──────── Dataset content

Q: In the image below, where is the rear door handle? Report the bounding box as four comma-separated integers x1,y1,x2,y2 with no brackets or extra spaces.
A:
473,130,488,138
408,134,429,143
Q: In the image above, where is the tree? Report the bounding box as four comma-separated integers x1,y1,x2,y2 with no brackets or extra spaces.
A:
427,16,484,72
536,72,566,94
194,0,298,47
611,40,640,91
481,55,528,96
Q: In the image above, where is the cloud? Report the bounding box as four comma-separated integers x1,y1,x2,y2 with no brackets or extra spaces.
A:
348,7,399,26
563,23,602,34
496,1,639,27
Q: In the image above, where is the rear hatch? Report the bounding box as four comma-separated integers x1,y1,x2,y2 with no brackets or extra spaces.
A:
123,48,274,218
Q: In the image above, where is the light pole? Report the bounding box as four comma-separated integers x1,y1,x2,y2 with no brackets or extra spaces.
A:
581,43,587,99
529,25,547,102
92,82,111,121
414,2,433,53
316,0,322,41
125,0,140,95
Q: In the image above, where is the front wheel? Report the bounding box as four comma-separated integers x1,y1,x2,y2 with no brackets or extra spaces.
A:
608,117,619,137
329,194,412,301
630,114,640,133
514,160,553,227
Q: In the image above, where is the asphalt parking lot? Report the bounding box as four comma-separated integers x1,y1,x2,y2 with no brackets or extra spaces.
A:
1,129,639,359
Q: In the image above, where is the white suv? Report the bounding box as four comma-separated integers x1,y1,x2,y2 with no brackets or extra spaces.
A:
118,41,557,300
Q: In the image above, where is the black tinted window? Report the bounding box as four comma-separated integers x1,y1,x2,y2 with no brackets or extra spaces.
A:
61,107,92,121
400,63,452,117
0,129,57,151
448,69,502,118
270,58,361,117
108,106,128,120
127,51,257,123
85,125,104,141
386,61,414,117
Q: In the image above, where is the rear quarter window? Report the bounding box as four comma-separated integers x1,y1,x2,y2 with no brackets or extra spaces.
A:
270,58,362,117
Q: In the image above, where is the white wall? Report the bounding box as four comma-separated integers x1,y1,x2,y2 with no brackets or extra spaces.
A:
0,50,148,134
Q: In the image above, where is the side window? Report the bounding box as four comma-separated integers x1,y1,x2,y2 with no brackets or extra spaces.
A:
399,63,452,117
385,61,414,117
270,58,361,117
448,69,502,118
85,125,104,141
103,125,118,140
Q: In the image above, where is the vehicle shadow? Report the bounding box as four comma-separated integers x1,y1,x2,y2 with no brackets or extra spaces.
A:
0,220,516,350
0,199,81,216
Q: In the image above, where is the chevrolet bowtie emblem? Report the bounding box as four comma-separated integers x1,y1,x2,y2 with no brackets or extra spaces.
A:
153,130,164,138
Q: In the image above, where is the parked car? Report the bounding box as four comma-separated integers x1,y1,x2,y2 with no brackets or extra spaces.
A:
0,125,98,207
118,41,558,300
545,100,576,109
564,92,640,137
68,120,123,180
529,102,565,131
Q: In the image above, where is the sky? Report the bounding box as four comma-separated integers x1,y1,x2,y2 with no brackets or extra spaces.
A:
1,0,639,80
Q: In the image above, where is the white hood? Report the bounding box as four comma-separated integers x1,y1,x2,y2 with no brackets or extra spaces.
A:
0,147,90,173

────────────────

What is needed: From the first line to the last, please write out the entries exactly.

Solution for this problem:
Q: In the image below, where is the rear door handle? Report the bounding box as four comma-separated integers x1,y1,x2,y2 with no brackets or extra spaces.
A:
473,130,488,138
408,134,429,143
Q: In the image above, where is the tree? Report the bounding box as four comma-separated integers x1,y1,x2,y2 with no brackets or extra spaces.
A:
427,16,484,72
536,72,566,94
194,0,298,47
611,40,640,91
481,55,528,96
Q: In the image above, where is the cloud? Report the bounding box as four comma-separated integers x1,y1,x2,y2 with no brackets or extra spaces.
A:
348,7,399,26
563,23,602,34
496,1,639,27
Q: In the image above, where is the rear hatch? Report the bounding box as four comma-separated integers x1,y1,x2,y2 with no brackets or extra spaces.
A:
123,48,274,218
Q: In the image above, where is the light pole? Report the bounding box as four comma-separated integers x1,y1,x2,y2 with no brackets or extra spaces.
A:
581,43,587,99
529,25,547,102
92,82,111,121
414,2,433,53
316,0,322,41
125,0,140,95
Q: In the image above, where is the front wheel? Report the bounding box as four comma-separated integers x1,y1,x2,y2 with no brackets or extra spaces.
A:
608,117,619,137
329,194,412,301
630,114,640,133
514,160,553,227
Q: In the image above, where is the asphalt parking lot? Report the bounding box as four comma-separated integers x1,y1,x2,y2 with no brackets or extra spaces.
A:
1,129,639,359
Q: In the image above, where is the white suv? Report the bounding box as four comma-separated integers x1,y1,x2,y2 with no brackets or extra spaces.
A:
118,41,557,300
Q: In the image above, where is the black tinted window? Report the bounding box as four comma-separated integers x1,y1,x2,y2 with no brackets or extra spaces.
A:
61,107,92,121
400,63,452,117
0,129,57,151
448,69,502,118
270,58,361,117
108,106,128,120
127,51,257,123
85,125,104,141
386,61,414,117
Q: In the image above, where is the rear quarter window? Report the bounding box as four comma-separated integers x1,y1,x2,y2 with no brackets or extra spaces.
A:
270,58,362,117
Q: In the image above, where is the white wall? Report the bounding box as four comma-separated integers x1,y1,x2,y2 with no brackets or extra spaces.
A:
0,50,148,134
Q: In the image above, where is the side window? Report the bounding box as four comma-separated integers x1,y1,x2,y2 with no brackets or extra spaces.
A:
399,63,452,117
385,61,414,117
270,58,361,117
448,69,502,118
85,125,104,141
103,125,118,140
Q: In the image above, where is the vehicle shadow? Report the bounding box as four comma-separated integers x1,y1,x2,y2 with no brackets or extra spaces.
A:
0,220,516,350
0,199,81,216
Q: In the image above, where is the chevrolet bowtie emblem? Report the bounding box as four comma-separated integers x1,y1,x2,y2 with no brackets or extra spaces.
A:
153,130,164,138
Q: In the image above, where is the parked car? Report the bounding box as four comma-separated integers x1,y1,x2,y2 with no brackets or extra spaces.
A:
0,125,98,207
118,41,558,300
545,100,576,109
564,92,640,137
68,120,123,180
529,102,565,131
Q: In the image above, where is the sky? Report the bounding box as four comma-separated integers x1,y1,x2,y2 with no brackets or extra spaces.
A:
1,0,639,80
Q: In the image above, where is the white hood? Report the bounding box as four comma-separated integers x1,y1,x2,y2 with no brackets or extra spaces.
A:
0,147,90,173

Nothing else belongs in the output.